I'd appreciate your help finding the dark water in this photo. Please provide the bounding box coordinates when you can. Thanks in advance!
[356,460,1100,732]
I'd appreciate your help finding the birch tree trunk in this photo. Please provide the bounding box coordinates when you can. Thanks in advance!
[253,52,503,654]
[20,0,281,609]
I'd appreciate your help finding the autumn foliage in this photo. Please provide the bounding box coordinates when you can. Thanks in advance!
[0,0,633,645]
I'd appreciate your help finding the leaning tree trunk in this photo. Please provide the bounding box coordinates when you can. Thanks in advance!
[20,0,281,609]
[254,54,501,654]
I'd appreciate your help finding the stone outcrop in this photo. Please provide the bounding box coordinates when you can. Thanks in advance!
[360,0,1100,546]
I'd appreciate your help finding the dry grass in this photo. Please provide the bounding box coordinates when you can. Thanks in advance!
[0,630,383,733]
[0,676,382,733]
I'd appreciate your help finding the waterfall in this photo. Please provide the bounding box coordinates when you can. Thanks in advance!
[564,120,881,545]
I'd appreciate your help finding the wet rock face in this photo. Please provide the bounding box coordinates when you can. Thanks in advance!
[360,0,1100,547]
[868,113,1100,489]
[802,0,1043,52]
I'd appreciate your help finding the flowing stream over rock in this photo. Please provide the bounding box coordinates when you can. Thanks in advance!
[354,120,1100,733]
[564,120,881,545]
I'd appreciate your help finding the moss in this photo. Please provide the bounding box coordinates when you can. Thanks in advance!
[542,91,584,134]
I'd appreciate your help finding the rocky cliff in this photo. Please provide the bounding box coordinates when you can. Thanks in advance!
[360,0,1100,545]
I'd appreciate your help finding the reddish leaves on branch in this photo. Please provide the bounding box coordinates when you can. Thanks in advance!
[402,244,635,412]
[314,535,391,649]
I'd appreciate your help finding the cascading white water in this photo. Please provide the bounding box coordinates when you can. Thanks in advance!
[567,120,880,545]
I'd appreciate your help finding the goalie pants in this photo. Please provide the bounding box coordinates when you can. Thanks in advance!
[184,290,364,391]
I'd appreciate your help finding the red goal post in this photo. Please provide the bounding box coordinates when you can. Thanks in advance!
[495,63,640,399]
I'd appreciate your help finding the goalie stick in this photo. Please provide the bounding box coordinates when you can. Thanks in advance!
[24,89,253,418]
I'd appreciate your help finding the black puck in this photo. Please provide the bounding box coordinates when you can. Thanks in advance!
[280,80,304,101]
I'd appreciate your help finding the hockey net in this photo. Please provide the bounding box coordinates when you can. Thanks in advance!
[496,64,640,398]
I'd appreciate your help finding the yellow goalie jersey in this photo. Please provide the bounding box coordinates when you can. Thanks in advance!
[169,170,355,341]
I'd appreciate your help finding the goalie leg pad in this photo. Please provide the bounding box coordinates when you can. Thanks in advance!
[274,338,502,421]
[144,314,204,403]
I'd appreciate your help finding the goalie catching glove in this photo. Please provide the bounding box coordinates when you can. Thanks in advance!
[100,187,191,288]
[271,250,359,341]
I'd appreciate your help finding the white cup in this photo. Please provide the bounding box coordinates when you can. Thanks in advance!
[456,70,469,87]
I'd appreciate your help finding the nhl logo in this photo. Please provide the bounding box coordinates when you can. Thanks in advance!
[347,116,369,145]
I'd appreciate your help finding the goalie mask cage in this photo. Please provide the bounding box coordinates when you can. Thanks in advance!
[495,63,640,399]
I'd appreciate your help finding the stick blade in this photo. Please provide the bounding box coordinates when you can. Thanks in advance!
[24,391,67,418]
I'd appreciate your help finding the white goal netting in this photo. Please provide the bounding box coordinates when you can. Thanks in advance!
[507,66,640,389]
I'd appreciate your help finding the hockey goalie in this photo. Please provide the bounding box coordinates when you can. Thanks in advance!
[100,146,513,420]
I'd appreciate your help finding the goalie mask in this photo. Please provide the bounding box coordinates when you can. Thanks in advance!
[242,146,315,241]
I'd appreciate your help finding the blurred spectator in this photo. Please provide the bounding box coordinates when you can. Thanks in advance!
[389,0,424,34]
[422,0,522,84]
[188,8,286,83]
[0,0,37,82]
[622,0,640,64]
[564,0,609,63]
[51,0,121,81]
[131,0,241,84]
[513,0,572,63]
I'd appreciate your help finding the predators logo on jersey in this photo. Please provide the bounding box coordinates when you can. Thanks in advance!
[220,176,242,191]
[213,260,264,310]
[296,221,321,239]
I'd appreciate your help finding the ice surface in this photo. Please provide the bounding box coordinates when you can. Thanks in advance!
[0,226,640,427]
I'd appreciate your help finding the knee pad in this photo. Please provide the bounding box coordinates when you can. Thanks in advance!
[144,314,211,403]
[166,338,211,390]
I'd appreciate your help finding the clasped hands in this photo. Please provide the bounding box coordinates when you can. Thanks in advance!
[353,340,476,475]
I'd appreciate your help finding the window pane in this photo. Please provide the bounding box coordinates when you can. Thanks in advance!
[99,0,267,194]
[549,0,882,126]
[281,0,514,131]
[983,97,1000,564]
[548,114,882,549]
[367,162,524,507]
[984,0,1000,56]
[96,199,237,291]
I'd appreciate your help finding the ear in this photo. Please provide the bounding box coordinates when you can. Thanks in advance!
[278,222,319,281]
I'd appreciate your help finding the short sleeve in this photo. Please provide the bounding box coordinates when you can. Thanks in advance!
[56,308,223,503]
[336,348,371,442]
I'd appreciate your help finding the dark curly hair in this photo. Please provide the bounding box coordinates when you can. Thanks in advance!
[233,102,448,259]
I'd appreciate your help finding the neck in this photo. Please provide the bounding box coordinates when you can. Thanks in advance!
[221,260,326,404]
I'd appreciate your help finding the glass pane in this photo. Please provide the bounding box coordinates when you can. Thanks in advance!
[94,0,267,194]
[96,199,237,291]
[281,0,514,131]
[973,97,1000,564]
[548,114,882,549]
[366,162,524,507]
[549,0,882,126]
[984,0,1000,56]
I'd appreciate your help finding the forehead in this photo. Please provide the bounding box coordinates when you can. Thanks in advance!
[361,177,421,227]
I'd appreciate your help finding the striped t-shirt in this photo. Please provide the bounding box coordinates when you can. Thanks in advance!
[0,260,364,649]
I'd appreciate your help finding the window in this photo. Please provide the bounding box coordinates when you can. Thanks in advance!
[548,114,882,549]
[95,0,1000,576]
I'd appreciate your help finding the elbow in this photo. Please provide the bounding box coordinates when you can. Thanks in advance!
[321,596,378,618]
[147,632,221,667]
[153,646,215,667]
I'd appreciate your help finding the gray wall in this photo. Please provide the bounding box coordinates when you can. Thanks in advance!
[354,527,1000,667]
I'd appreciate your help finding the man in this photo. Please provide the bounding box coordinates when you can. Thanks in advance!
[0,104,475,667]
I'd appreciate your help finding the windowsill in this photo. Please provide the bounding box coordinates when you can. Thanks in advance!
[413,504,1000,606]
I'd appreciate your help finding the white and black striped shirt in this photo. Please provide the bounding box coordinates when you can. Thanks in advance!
===============
# To do
Reproduce all of the material above word for word, keeping every line unchanged.

# Correct response
I'd appreciate your help finding the dark water in this photo. Please provide the bounding box coordinates when you can. Thanks in advance!
[356,460,1100,732]
I'd appreciate your help finding the birch tree trunk in this photo. Please provide the bounding box coordinates when you can. Thanks in advance!
[253,52,503,654]
[20,0,281,609]
I'd appreciate your help finding the autumn foliage in this photo. Please provide the bounding box coordinates when you can. Thanks in advance!
[0,0,633,645]
I'd appreciate your help finding the leaning tree trunk in this photo. Please provide the bounding box coordinates when you can. Thanks in advance!
[20,0,281,609]
[254,54,501,654]
I'd appreciate your help finding the stone outcrop in this photo. Please provide the bounding box coordinates when you can. Thanks in advance!
[360,0,1100,546]
I'd appreciate your help finding the dry grass in this photo. Please provide the bounding box coordinates when you can. Thanks in advance!
[0,630,383,733]
[0,676,382,733]
I'd appreciate your help finding the waterfall in this photo. Please provide the bounding box coordinates when you can. Thanks in advance!
[564,120,881,545]
I'd appreciate your help finding the wet rock face in this photo. Please provide the bounding box coordinates when you can. Thanks in advance!
[360,0,1100,547]
[868,113,1100,489]
[802,0,1043,52]
I'd appreciate your help finding the flowing stream over rock in this photo. Please provide the bounding box coordinates when you can. Thanks in advance!
[354,120,1100,733]
[564,120,881,545]
I'd appreciate your help finding the moss in this photo. Please provide the bounding box coordinates when you can. Thanks in advance!
[542,91,584,134]
I'd appreciate your help finding the rocky cliff in this photo. Please provide the bounding box coordinates when you can. Thanks in advance!
[360,0,1100,545]
I'd appreciate your help finding the reddish leaves on branch in this photo. Please provide the bounding box coordinates when you can. Thanks in advance!
[402,244,635,412]
[314,535,391,649]
I'd appreciate your help finding the cascading white water in this photo. Please provide the bounding box coordinates when you can. Thanks in advance!
[567,120,880,545]
I'd appreciate your help finding the goalie pants in this photo. Please provide the bounding box coordinates when you can. Thanks in advance!
[184,290,364,391]
I'd appreciate your help finding the red goal post in this photo. Please provide the bounding box coordinates when you can. Thanks in advance!
[495,63,640,399]
I'd appreciate your help finding the goalie stick in this photo. Please provide the bounding box coordinates when you can. Thanks in advance!
[24,89,253,418]
I'd appreciate your help finding the black puck in this photo. Please provide the bounding box coordinates when you can. Thanks in advance!
[280,80,304,101]
I'd appreciate your help finding the hockey net in this photo. Please provide the bounding box coordinates when you can. Thanks in advance!
[496,64,640,398]
I'd appreciate your help finding the yellow goalie jersey in this photo. Please provide the bounding box coordinates when you can. Thanks in advance!
[169,170,355,341]
I'd appreciate your help finding the goalie leg pad in this photo. Please provide the bounding box coordinates when you can. Thanks in advance!
[274,338,502,421]
[144,314,204,403]
I'd appreciate your help finding the goalie catching glove in this photo. Please provide the bounding box coordinates when you can. Thanks in advance!
[100,187,191,288]
[271,250,359,341]
I'd appreciate your help finding the white cup in this photo. Please provide the bounding box coordinates when you can. Thanks in advance!
[456,70,469,87]
I'd appreciate your help finding the nhl logo in this photo. Please provide the bounding box coordinates when you can. Thanks in advance!
[347,116,369,145]
I'd appreciate your help finding the goalie mask cage in this photo. Please provide the bounding box coordinates when you can. Thanks in advance!
[495,63,640,399]
I'd appreciate your help finding the stick blade in this photo. Please provide the bounding box coordinates when you can. Thanks in advance!
[24,391,67,418]
I'd appreciate your help finding the white goal netting in this photo. Please provide the bounding box coordinates when you can. Thanks in advance!
[507,66,640,389]
I'd appreciate your help finding the hockey goalie in this photo. Please provide the bounding box coordinates when you can. Thanks in advance!
[100,146,513,420]
I'd appreciate your help finding the goalie mask in this photo. Please provide the bounding box coordinates when you can. Thanks in advance!
[242,146,315,241]
I'd appreciate your help finding the blurred spectator in this photo. Please provide the bounding box coordinates when you can. Thanks in advance!
[389,0,424,34]
[422,0,522,84]
[188,8,286,83]
[0,0,37,82]
[622,0,640,64]
[564,0,609,63]
[51,0,121,81]
[131,0,241,84]
[513,0,572,63]
I'd appreciate your help finding the predators logo on jersey in this photo. Please provide the bounding box coordinates when you can. Thanks in advance!
[220,176,242,191]
[213,260,264,310]
[296,221,321,239]
I'd appreciate your help finding the ice surface in this photo. Please provide the bounding box coordinates when you can. Thanks in advance!
[0,226,640,427]
I'd appreciate your help finding the knee pad in this photo. Please provide the bounding box coordinates when you can. Thanks in advance!
[144,314,211,403]
[166,338,211,390]
I'd appreciate your help finding the clasped hands in this photo. Please provide the bounding box coordinates when you can. Thanks in advance!
[353,340,476,475]
I'd appreciate your help finding the window pane in this photo. Please provide the bounding box coordinates when you can. Thanks in advance!
[99,0,267,194]
[549,0,882,126]
[281,0,514,131]
[983,97,1000,564]
[548,114,882,549]
[367,162,524,507]
[984,0,1000,56]
[96,199,237,291]
I'd appreciate your help finding the ear in this photo. Please provide the bounding box coordinates when you can. Thanks in advance!
[278,222,319,281]
I'd appreciate your help finding the short sleeve in this photo. Please provide the bounding box coordinates when you can. Thanks in advance!
[56,308,223,503]
[336,348,371,442]
I'd appreciate your help finding the dark curly hair in this photo. Please provide the bounding box coordinates when you can. Thanks in advance!
[233,102,448,259]
I'd appreciate your help finding the neck in this photo. Please provide the bounding box coordinates when you can. Thanks in advance!
[221,260,326,404]
I'd appreciate your help finding the glass pane in this photo. Please provide the bounding box coordinates when you can. Thanks in advance!
[94,0,267,194]
[96,199,237,291]
[281,0,514,131]
[973,97,1000,564]
[548,114,882,549]
[366,162,524,507]
[549,0,882,126]
[984,0,1000,56]
I'd appreciate your help finding the forehead in this photo. Please provide the bounding box coordinates when you can. Thanks in advance!
[361,177,421,227]
I'd appreciate your help finding the striped t-shirt in this photo. Please provide the bounding box coordinates when you can. Thanks in advance!
[0,260,364,649]
I'd appreciate your help finding the window in this photo. Please provide the bounding box coordinates when you can. Thanks in advance!
[548,114,882,549]
[95,0,1000,576]
I'd appreciate your help finding the elbow in this photo. Please provide the bounding box coordinates when you can. Thanks in advance!
[321,596,378,618]
[147,632,221,667]
[153,646,215,667]
I'd appreciate your help finding the gray wall in this photo. Please provide the bounding box coordinates when you can. Thanks in advance!
[354,527,1000,667]
I'd appreciate your help finding the man in this photo. Please provide the bounding box coordinates when you can. Thanks in advance!
[0,104,475,667]
I'd appreciate your help finding the windowsill in this photo. Please provide the bounding box coordinates when you can. Thanks in advance!
[413,504,1000,606]
I'd appreciate your help finding the white and black striped shirt in this photo. Please provide the bounding box coordinates when you can. Thanks in advance!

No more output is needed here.